Action item | Below is a listing from which only part is wanted; return exactly the lines from the one with "# point at: the shirt" up to and including the one with "# point at: the white bed".
━━━━━━━━━━━━━━━━
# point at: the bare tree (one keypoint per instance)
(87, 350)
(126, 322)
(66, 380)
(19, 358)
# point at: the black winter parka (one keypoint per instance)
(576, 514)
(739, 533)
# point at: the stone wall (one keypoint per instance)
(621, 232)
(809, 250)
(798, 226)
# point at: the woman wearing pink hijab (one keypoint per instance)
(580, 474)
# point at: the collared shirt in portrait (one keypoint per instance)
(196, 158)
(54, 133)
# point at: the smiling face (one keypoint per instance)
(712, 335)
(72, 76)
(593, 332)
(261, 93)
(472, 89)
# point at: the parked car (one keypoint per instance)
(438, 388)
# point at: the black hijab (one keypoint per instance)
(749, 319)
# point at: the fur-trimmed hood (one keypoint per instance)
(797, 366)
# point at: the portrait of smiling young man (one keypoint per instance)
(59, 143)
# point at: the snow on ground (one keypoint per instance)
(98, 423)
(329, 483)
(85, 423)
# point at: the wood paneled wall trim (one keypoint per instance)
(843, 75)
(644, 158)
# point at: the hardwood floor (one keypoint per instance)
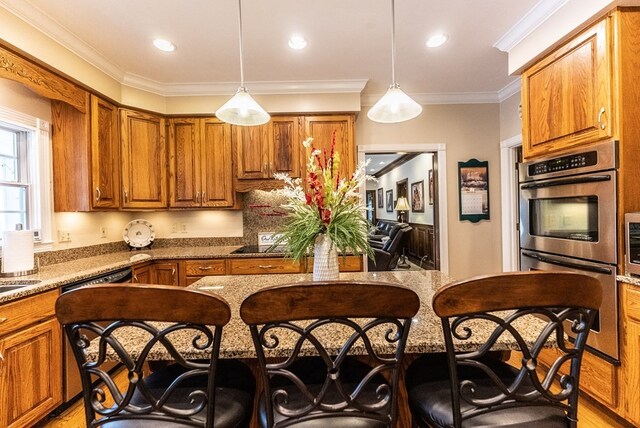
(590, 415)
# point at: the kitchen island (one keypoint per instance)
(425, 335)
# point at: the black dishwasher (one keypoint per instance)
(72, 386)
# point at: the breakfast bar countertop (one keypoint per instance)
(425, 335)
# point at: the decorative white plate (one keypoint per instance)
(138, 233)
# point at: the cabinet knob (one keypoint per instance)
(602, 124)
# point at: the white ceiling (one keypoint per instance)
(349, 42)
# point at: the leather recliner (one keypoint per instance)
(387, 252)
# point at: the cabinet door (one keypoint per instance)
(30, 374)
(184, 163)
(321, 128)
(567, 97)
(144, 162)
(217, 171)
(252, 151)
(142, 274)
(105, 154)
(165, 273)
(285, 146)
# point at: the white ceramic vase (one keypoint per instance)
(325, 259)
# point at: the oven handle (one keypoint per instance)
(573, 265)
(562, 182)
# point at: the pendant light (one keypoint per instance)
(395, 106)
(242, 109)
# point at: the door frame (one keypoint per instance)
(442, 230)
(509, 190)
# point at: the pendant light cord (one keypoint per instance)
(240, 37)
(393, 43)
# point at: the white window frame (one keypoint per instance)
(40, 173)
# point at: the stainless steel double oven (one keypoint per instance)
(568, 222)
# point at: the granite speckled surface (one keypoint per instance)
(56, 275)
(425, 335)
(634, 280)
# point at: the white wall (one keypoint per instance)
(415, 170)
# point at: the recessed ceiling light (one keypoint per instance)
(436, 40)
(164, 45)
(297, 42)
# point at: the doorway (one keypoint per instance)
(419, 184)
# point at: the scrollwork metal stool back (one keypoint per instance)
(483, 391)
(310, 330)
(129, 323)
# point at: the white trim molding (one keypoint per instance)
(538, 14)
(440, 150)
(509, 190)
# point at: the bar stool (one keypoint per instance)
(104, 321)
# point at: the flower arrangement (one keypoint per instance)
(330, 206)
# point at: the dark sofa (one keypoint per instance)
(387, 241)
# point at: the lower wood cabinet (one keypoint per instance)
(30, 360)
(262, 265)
━━━━━━━━━━━━━━━━
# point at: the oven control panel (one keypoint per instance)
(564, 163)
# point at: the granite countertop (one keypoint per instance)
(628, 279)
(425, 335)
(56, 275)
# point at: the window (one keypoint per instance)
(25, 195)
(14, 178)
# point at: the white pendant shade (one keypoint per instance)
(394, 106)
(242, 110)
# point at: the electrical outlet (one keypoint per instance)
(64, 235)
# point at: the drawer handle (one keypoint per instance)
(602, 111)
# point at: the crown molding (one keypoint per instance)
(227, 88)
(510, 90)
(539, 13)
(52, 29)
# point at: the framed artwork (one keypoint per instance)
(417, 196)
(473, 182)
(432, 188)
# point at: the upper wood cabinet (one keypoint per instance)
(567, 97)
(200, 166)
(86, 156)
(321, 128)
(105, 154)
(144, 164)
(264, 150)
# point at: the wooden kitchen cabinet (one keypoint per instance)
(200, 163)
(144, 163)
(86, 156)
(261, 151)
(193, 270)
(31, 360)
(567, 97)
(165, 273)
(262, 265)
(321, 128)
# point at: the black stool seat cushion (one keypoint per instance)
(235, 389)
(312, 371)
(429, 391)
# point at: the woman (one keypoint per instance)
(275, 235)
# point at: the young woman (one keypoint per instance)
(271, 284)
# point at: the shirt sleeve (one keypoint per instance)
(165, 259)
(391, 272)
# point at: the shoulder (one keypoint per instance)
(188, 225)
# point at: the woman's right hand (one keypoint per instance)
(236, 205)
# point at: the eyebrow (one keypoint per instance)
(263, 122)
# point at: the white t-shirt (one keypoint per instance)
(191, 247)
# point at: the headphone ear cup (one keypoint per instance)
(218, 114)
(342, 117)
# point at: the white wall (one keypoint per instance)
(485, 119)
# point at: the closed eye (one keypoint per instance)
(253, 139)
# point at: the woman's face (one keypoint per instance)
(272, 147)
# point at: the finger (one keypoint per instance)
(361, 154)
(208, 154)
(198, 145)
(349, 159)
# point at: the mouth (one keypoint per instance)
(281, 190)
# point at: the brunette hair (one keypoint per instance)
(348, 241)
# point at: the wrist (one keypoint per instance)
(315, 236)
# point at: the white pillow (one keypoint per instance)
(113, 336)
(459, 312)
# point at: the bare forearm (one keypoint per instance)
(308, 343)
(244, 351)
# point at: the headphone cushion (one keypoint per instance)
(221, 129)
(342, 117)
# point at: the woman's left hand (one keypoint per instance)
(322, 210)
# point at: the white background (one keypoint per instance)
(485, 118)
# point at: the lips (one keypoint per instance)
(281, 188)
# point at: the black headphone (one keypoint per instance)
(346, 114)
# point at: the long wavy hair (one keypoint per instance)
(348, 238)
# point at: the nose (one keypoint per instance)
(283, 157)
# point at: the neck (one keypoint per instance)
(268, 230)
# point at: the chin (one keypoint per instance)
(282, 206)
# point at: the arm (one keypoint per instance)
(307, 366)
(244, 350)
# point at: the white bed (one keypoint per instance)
━━━━━━━━━━━━━━━━
Task result |
# point at: the shirt sleeve (one keypoint per instance)
(165, 259)
(391, 272)
# point at: the shoulder (one keypoint per instance)
(188, 225)
# point at: the woman's right hand (one keypoint per instance)
(236, 205)
# point at: the eyebrow (one keypoint per instance)
(263, 122)
# point at: the white t-shirt (one keypoint per instance)
(191, 247)
# point at: the headphone ear cup (one keypoint per instance)
(218, 114)
(342, 117)
# point at: the white wall (one keypoint per instance)
(485, 119)
# point at: the closed eye (one keypoint per instance)
(253, 139)
# point at: the woman's face (one keypoint per instance)
(272, 147)
# point at: the finger (one keypoint per instance)
(361, 154)
(208, 154)
(198, 145)
(349, 159)
# point at: the mouth (one keypoint per instance)
(281, 190)
# point at: the brunette hair (one keypoint per instance)
(348, 241)
# point at: the wrist (one keypoint per instance)
(315, 236)
# point at: the white pillow (one keypoint per instance)
(113, 336)
(459, 312)
# point at: the bare forearm (one keypoint per instance)
(308, 343)
(244, 351)
# point at: the headphone cushion (one keypoint per instance)
(221, 129)
(342, 117)
# point at: the woman's left hand (one keypoint per instance)
(322, 210)
# point at: the white background (one keypoint per instance)
(485, 118)
# point at: the lips (one keypoint per instance)
(281, 188)
# point at: the black headphone (one keypoint per instance)
(346, 114)
# point at: the long wavy hair (one keypoint per instance)
(348, 238)
# point at: the nose (one keypoint per instance)
(283, 157)
# point at: the neck (one keypoint per instance)
(268, 230)
# point at: the chin (one keypoint per instance)
(282, 206)
# point at: the arm (one keypoint per instance)
(307, 366)
(244, 350)
# point at: the white bed (one keypoint per instance)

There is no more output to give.